Problem requirements:
Write out the records below again, switching every "photograph" to "image" and leaving everything else unchanged. Omit the pictures.

^^^^^^^^^^^^^^^^

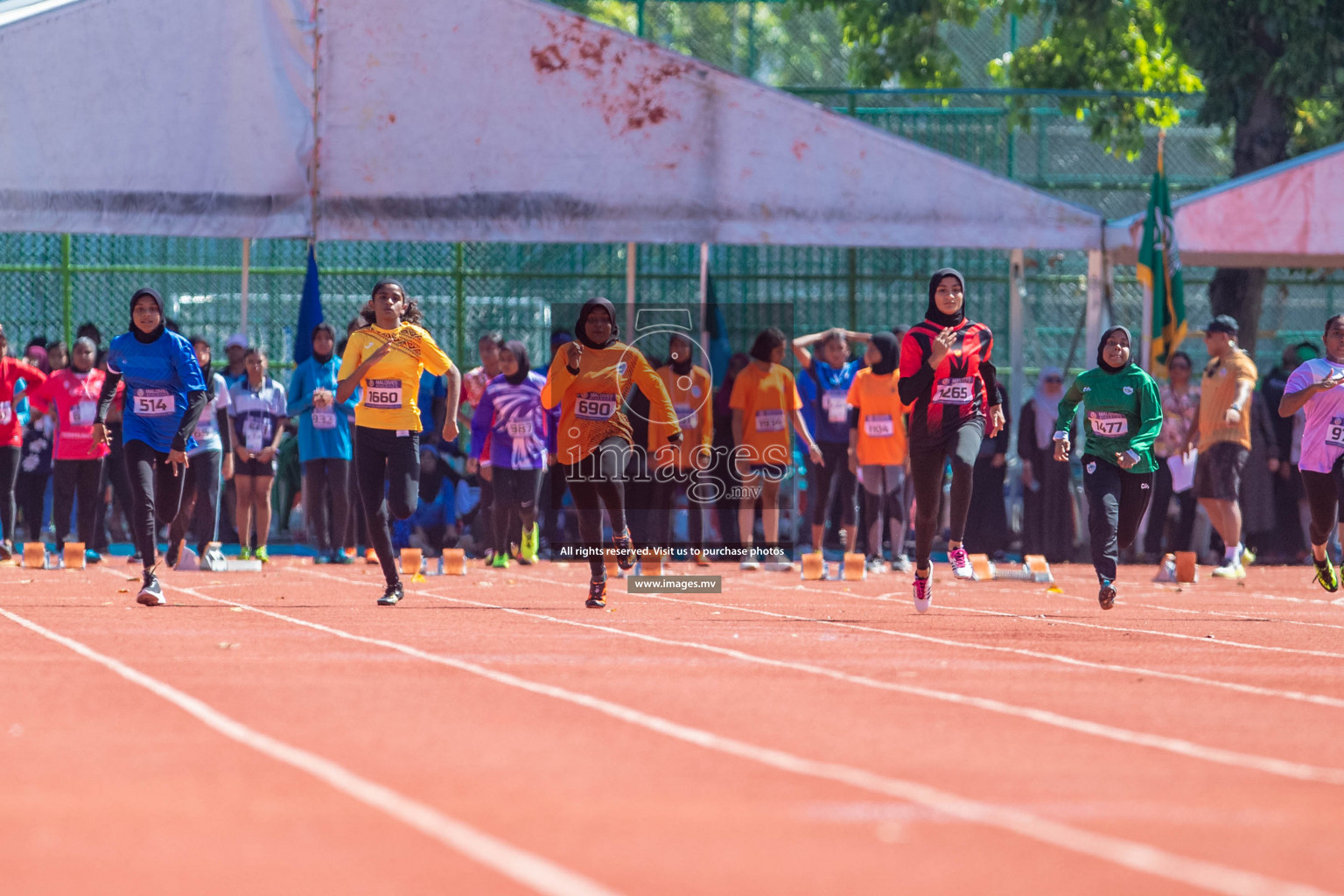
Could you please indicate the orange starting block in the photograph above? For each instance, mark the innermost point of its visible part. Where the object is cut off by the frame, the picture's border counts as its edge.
(852, 569)
(34, 555)
(73, 555)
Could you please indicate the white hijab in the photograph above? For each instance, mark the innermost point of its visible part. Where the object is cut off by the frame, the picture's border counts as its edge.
(1046, 407)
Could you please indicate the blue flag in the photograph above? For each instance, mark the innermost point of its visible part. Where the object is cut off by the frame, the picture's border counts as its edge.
(310, 311)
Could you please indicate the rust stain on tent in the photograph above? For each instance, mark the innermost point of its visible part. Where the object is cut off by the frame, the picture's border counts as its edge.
(628, 85)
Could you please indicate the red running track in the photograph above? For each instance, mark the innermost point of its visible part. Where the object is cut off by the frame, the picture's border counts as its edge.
(278, 732)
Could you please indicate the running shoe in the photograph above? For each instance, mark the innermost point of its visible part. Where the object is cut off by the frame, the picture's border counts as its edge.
(531, 546)
(960, 564)
(150, 592)
(597, 594)
(1326, 575)
(924, 592)
(624, 552)
(393, 595)
(1230, 570)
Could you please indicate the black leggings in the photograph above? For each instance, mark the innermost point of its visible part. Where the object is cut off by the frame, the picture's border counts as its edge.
(834, 474)
(928, 472)
(516, 494)
(155, 492)
(1326, 497)
(8, 477)
(388, 466)
(327, 476)
(594, 481)
(200, 501)
(1116, 504)
(82, 479)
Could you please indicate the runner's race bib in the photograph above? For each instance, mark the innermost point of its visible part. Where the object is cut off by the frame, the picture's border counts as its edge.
(596, 406)
(955, 389)
(1335, 433)
(256, 429)
(836, 406)
(153, 403)
(879, 426)
(385, 396)
(1108, 424)
(770, 421)
(82, 413)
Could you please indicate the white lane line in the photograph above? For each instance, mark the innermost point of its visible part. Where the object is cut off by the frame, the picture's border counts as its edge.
(1126, 853)
(902, 597)
(1300, 771)
(521, 865)
(1321, 700)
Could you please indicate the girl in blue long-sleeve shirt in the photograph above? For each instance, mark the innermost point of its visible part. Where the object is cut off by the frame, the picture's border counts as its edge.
(324, 444)
(511, 438)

^^^^^^^^^^^^^^^^

Solution to this exercise:
Could you please indicate the orange starting block in the image above? For each instance, mark the innermost point of its visible part. Where the object is cut off by the frame, the picture's border counts as its edge.
(852, 569)
(34, 555)
(73, 555)
Could you please indicate the white hijab in the image above? For each instance, mark the innermost point of its visible part. Where the object is cut off by the frame, the picture's border counts as its edge.
(1046, 407)
Could you please indicate the blue flag in the image above? For each instance, mark the innermost point of its visible part. Where the object is cut off by the frame, the picture's border counts as its edge.
(310, 311)
Could you please indicate the rust stain on tent in the image above? For each instance, mark the innermost point of its visible part. Where the object is cut off by the frame, the picture's border counts as its edge.
(628, 85)
Could you please indicate the red running track in the image above? For each instance, mark the innermost point of its visible part. Where the object is cut off by the frame, the picture's border counts as its edge.
(278, 732)
Could you please indicate the running shoe in the image above? For each instance, mark the innermost point of its visible part. Where the object is cut off by the frame, the picture's border counts as its edge.
(531, 546)
(960, 564)
(150, 592)
(597, 594)
(1326, 575)
(924, 592)
(624, 552)
(393, 595)
(1230, 570)
Could you please indicate the black leggings in the image above? For each instance, mark the innermost point of its visible part. Where the object is cut off by the frame, the picture's border counts as its edge.
(834, 474)
(928, 472)
(516, 494)
(155, 492)
(1326, 497)
(8, 477)
(388, 466)
(327, 476)
(594, 481)
(200, 501)
(1116, 504)
(82, 479)
Could you please indicate the runner's race bib in the image above? For each instance, mark the innermost point of its visible part. Where the object is cut off by the frame, the picture's border counts as its edge.
(596, 406)
(955, 389)
(1335, 433)
(256, 429)
(836, 406)
(153, 403)
(879, 426)
(385, 396)
(1108, 424)
(770, 421)
(82, 413)
Could you please indicate the white lane line in the image above? For each instance, mark the innermost point of its visible part. Where the object is cut off by the frame, the picture's border counts as its edge.
(1126, 853)
(902, 597)
(1300, 771)
(521, 865)
(1321, 700)
Could you please indicate the girl in blue long-sleeve shirt in the image above? For each instance, mark the innermost point of its visible part. Where the object is cut off by the frame, the picture's border counts as its edge.
(324, 444)
(511, 438)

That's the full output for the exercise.